State Machine Guide

BulkSharp uses explicit state machines at both the operation and row levels. Every transition is deterministic and auditable.

Operation-Level State Machine

An operation moves through a well-defined lifecycle from creation to completion (or failure).

stateDiagram-v2
    [*] --> Pending : CreateBulkOperationAsync
    Pending --> Validating : Scheduler picks up
    Validating --> Running : All rows validated
    Validating --> Failed : Metadata validation fails
    Running --> Completed : All rows succeeded
    Running --> CompletedWithErrors : Some rows failed
    Running --> Failed : Unrecoverable error
    Running --> Cancelled : CancelBulkOperationAsync
    CompletedWithErrors --> Retrying : RetryFailedRowsAsync
    Retrying --> Running : Processor resumes

Status Descriptions

Status	Meaning
`Pending`	Created and stored, waiting for a scheduler worker to pick it up.
`Validating`	Streaming the file, running metadata and row validation. Row records are created during this phase.
`Running`	Processing rows (single-pass or multi-step pipeline).
`Completed`	All rows processed successfully.
`CompletedWithErrors`	Processing finished but one or more rows failed. Eligible for retry if configured.
`Failed`	Operation-level failure: metadata validation, file parse error, or unrecoverable exception.

• AIM A: Set down, word for word, the stretch of the state machine guide from "Status Descriptions" through "retry if configured.".
The state machine guide and the listing after it are unrelated to each other.

• DATA:

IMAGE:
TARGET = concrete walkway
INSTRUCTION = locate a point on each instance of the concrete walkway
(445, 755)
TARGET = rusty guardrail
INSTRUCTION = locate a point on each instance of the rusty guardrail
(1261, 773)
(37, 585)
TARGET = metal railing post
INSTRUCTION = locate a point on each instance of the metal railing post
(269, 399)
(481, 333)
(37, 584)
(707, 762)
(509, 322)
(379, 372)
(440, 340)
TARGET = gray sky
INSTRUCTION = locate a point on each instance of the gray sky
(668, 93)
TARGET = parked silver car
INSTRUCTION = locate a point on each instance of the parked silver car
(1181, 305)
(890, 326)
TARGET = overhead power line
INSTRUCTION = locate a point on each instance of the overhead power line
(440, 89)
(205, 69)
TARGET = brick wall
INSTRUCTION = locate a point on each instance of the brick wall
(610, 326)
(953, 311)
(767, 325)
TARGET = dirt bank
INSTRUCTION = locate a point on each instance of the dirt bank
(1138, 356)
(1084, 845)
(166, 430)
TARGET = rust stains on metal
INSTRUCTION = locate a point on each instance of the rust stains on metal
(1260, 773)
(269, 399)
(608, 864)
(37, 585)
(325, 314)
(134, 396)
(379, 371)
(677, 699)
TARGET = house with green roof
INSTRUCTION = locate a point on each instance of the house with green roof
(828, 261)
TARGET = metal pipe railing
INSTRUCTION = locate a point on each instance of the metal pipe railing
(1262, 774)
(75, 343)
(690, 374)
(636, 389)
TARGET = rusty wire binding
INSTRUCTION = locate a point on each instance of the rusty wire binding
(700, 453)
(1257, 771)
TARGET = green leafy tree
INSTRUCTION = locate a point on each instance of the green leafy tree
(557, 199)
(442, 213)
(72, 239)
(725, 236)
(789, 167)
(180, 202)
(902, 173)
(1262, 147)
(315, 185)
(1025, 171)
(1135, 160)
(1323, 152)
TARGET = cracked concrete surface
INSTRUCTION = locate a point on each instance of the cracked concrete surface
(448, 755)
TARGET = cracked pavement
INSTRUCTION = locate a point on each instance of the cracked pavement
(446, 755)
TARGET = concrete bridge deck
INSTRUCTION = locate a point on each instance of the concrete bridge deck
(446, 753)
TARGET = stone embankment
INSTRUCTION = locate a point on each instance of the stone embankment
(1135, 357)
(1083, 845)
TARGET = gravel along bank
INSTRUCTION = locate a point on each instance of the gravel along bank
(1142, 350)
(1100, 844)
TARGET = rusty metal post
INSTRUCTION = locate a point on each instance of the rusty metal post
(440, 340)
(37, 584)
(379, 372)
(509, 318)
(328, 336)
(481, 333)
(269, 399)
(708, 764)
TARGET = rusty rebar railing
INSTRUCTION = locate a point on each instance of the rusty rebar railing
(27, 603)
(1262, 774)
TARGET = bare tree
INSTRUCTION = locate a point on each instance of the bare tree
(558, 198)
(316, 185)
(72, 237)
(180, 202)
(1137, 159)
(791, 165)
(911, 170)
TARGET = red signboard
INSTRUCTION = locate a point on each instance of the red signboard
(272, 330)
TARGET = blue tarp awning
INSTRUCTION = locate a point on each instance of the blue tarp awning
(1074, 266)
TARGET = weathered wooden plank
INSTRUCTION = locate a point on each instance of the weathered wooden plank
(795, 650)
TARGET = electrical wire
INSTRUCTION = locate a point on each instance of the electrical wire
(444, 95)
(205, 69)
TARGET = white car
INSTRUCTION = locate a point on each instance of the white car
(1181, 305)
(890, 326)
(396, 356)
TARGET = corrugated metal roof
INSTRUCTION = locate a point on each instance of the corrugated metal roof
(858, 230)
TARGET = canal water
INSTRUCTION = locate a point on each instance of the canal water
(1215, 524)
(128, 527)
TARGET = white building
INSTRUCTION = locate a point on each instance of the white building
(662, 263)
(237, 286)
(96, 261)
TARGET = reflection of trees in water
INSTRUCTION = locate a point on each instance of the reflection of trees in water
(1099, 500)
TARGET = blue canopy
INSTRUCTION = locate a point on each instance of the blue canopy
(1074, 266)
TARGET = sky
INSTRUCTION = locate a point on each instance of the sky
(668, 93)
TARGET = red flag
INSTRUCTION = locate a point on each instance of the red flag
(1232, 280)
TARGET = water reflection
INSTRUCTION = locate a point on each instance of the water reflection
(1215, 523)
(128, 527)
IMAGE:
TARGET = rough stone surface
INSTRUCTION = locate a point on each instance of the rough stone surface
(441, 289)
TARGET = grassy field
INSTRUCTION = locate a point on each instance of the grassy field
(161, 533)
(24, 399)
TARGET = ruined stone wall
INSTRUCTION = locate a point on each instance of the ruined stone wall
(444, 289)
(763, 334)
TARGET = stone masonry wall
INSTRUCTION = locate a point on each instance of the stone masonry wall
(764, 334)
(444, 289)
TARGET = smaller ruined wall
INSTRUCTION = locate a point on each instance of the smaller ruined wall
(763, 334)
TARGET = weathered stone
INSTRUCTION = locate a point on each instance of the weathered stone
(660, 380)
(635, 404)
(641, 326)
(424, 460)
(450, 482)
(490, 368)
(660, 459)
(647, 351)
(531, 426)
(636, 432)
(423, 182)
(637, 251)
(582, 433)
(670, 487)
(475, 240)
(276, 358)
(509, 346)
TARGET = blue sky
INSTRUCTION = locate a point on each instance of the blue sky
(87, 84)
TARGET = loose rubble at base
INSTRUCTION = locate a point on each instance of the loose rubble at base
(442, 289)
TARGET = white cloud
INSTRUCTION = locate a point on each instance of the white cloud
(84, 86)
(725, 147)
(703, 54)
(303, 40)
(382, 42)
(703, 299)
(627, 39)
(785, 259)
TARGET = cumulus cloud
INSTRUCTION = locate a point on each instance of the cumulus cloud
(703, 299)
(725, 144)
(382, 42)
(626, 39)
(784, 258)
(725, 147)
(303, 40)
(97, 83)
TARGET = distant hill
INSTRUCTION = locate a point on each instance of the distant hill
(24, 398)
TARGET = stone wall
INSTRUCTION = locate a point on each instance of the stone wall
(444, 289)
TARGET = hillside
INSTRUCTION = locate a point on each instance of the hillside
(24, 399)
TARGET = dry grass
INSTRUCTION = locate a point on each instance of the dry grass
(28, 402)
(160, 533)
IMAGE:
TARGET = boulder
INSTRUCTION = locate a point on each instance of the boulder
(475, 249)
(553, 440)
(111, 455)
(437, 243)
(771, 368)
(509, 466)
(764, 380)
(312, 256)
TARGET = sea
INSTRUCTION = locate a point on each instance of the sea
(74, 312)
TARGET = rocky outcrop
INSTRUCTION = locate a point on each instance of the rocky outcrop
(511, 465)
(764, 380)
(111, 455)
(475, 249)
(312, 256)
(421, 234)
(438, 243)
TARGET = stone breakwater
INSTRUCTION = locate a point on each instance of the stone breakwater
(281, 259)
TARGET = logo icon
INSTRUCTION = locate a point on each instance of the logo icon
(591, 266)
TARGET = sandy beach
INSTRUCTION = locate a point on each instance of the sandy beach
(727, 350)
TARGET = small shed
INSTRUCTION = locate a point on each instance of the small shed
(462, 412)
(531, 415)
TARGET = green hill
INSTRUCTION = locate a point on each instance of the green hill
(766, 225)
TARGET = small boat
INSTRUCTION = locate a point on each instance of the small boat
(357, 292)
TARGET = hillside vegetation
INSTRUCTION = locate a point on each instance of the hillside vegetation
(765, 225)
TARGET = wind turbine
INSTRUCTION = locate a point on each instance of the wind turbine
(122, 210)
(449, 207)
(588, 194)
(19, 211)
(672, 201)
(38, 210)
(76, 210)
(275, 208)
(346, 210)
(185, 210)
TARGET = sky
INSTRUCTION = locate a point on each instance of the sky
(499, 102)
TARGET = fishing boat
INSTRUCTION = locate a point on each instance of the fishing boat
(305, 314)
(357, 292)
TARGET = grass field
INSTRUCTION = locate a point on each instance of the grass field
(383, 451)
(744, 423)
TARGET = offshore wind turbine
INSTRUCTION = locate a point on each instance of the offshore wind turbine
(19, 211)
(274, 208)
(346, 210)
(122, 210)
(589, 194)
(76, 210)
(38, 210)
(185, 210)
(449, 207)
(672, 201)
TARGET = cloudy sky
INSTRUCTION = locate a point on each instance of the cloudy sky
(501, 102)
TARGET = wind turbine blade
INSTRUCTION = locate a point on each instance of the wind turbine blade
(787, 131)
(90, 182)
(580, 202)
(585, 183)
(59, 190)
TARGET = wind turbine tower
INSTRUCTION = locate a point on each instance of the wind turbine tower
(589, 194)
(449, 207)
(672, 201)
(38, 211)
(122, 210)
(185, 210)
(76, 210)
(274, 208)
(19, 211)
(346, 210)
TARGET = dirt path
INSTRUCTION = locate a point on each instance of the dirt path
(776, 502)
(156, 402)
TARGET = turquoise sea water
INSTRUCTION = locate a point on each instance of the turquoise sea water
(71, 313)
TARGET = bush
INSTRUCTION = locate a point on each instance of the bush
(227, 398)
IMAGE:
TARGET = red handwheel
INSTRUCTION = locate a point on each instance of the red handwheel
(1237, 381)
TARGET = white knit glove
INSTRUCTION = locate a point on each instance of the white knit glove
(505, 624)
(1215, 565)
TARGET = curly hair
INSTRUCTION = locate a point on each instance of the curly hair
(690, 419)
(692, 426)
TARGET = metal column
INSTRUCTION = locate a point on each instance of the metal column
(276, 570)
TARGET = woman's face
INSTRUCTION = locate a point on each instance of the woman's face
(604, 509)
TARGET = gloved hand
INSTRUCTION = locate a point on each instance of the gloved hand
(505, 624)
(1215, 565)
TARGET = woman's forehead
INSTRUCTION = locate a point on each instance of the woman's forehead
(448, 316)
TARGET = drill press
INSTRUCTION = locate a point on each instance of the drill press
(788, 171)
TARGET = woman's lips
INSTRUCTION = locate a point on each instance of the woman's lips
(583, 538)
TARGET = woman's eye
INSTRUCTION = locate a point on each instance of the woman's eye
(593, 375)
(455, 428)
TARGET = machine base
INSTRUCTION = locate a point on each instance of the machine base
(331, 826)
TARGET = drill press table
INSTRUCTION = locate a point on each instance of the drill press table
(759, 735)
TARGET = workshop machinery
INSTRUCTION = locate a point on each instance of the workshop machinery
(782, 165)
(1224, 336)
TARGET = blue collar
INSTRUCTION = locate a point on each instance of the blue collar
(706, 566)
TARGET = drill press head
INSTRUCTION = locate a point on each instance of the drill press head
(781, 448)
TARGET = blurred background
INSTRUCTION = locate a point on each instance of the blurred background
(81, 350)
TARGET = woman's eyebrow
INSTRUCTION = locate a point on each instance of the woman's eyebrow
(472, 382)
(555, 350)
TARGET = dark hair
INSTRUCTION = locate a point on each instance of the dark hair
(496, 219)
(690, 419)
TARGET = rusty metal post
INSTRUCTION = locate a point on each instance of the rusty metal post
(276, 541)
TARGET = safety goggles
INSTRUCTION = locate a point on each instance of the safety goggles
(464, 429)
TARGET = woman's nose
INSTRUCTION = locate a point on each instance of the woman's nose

• AIM B: Return every line of the listing that contains the string "brick", treating uppercase and lowercase as different.

• FINAL ANSWER A:
Status Descriptions

Status	Meaning
`Pending`	Created and stored, waiting for a scheduler worker to pick it up.
`Validating`	Streaming the file, running metadata and row validation. Row records are created during this phase.
`Running`	Processing rows (single-pass or multi-step pipeline).
`Completed`	All rows processed successfully.
`CompletedWithErrors`	Processing finished but one or more rows failed. Eligible for retry if configured.

• FINAL ANSWER B:
TARGET = brick wall
INSTRUCTION = locate a point on each instance of the brick wall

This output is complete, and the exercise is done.